Excerpted records:
- Opening Delimiter -

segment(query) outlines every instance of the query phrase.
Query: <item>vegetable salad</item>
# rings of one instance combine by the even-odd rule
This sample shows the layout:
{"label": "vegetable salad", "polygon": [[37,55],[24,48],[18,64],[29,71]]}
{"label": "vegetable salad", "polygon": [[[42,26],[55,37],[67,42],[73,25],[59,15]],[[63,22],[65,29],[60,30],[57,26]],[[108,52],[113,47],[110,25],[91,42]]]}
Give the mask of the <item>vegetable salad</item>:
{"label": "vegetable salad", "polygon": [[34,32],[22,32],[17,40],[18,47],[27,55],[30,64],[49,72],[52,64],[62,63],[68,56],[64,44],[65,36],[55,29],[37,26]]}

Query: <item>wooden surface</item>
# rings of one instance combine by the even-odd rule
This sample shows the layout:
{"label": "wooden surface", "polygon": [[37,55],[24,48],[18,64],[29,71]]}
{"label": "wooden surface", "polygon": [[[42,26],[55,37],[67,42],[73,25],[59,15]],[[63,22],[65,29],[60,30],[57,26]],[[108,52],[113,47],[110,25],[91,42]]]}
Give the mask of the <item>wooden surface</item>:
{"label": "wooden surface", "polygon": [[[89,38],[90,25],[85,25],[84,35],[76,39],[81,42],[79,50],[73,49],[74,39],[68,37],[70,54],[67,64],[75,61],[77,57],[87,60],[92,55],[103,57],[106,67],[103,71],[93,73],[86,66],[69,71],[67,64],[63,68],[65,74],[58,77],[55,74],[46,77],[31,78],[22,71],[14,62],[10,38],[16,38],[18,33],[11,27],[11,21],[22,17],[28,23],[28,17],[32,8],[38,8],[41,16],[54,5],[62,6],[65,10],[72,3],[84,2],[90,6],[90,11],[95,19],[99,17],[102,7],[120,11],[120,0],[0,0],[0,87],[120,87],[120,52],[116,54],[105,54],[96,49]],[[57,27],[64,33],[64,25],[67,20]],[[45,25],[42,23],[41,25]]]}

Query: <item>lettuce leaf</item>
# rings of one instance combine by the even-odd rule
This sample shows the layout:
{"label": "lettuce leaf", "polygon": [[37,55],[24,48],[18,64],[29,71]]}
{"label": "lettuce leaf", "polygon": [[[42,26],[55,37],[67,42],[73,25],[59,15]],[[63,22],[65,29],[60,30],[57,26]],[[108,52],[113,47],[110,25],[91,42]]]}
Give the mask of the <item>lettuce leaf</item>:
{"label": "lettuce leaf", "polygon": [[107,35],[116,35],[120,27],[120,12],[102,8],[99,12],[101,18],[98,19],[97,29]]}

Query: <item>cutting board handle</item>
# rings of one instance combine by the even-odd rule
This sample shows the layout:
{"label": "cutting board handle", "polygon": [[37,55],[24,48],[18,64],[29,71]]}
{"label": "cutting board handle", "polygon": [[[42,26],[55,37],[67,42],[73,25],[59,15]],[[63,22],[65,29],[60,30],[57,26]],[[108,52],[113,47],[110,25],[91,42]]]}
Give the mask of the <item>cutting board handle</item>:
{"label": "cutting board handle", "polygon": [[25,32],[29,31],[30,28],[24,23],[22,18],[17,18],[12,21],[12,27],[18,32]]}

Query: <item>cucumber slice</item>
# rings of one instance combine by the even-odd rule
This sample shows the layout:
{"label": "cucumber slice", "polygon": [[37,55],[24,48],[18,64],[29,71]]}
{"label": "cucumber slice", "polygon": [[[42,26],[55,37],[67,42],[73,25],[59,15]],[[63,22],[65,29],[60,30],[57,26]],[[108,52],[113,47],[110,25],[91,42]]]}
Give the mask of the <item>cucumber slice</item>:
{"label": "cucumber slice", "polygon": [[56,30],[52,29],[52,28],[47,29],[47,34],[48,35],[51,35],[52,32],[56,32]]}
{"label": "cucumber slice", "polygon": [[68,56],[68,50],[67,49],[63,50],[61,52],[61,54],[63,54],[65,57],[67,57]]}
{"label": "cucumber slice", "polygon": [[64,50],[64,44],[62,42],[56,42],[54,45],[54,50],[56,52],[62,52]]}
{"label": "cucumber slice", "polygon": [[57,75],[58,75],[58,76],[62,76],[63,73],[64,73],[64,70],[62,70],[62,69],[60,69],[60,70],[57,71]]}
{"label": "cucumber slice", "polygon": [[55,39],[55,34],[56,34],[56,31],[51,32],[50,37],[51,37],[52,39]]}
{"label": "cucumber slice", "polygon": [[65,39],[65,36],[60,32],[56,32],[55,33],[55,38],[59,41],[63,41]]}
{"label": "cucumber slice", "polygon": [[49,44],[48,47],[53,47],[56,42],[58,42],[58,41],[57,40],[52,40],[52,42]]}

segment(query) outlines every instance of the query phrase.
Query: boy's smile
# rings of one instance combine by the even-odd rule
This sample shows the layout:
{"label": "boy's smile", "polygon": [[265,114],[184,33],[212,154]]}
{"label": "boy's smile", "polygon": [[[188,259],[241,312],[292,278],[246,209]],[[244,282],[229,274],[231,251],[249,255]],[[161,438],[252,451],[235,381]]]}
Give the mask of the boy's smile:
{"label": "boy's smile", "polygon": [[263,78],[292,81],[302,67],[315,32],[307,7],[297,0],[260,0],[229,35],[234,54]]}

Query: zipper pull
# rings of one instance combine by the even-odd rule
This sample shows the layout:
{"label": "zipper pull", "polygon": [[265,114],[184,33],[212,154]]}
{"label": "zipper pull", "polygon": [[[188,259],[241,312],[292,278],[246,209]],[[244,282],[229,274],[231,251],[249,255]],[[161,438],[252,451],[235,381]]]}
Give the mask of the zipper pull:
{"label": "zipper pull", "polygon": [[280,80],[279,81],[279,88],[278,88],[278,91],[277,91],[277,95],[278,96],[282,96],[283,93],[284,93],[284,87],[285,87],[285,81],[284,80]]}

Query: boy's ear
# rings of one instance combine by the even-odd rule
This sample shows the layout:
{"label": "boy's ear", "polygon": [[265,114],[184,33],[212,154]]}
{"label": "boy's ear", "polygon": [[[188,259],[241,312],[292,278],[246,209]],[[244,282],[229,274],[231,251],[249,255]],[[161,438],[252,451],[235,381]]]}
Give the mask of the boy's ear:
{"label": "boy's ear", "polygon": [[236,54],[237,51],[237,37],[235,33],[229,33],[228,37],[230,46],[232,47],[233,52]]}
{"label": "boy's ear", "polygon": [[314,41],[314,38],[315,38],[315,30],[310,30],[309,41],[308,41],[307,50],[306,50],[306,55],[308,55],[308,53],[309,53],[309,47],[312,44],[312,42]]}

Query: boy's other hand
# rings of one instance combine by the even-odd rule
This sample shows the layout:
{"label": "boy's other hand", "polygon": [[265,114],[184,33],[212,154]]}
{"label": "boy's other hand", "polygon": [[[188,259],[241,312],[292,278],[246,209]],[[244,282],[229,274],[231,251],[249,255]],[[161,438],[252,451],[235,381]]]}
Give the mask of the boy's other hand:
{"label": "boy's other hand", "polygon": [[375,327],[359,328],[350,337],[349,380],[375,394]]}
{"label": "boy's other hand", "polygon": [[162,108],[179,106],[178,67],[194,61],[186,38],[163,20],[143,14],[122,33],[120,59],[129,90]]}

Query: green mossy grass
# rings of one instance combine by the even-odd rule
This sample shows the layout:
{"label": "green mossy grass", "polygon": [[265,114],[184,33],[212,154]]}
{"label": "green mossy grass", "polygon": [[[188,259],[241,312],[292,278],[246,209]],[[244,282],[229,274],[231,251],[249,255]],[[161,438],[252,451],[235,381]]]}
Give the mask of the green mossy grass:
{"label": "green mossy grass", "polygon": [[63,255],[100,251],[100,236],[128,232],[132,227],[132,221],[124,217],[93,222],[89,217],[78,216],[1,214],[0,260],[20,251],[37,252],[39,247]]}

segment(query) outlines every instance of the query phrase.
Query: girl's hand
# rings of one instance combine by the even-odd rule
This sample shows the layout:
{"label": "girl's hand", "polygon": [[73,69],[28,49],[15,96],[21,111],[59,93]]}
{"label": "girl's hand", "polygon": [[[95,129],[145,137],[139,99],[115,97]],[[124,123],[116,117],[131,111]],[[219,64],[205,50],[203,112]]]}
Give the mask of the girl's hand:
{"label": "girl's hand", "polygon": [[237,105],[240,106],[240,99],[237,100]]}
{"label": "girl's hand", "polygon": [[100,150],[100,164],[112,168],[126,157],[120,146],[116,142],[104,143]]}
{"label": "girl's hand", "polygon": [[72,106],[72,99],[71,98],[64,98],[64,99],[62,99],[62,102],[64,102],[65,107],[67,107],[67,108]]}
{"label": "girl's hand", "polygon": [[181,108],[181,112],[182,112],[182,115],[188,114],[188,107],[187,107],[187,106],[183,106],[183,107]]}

- Closing Delimiter -

The task:
Write out, word for word, all lines from the line that holds "Query: green mossy grass" through the last line of the listing, with both end lines kept.

Result of this exercise:
Query: green mossy grass
# rings of one instance combine by the even-odd rule
This sample shows the layout:
{"label": "green mossy grass", "polygon": [[265,114],[184,33],[212,154]]}
{"label": "green mossy grass", "polygon": [[[188,259],[241,312],[292,278],[246,209]],[[244,282],[229,274],[231,251],[249,255]],[[161,438],[252,451],[235,381]]]}
Give the mask of the green mossy grass:
{"label": "green mossy grass", "polygon": [[63,255],[100,251],[100,236],[128,232],[132,227],[132,221],[124,217],[93,222],[89,217],[78,216],[1,214],[0,260],[20,251],[37,252],[39,247]]}

segment(query) outlines every instance of the query phrase.
Query: girl's hand
# rings of one instance combine by the even-odd rule
This sample shows the layout:
{"label": "girl's hand", "polygon": [[73,69],[28,49],[15,96],[21,111],[59,93]]}
{"label": "girl's hand", "polygon": [[[95,129],[145,137],[139,99],[115,97]],[[124,123],[116,117],[131,111]],[[219,64],[205,50],[203,112]]]}
Give the mask of the girl's hand:
{"label": "girl's hand", "polygon": [[237,105],[240,106],[240,99],[237,100]]}
{"label": "girl's hand", "polygon": [[100,150],[100,164],[112,168],[126,157],[120,146],[116,142],[104,143]]}
{"label": "girl's hand", "polygon": [[72,106],[72,99],[71,98],[64,98],[64,99],[62,99],[62,102],[64,102],[65,107],[67,107],[67,108]]}
{"label": "girl's hand", "polygon": [[181,108],[181,112],[182,112],[182,115],[188,114],[188,107],[187,107],[187,106],[183,106],[183,107]]}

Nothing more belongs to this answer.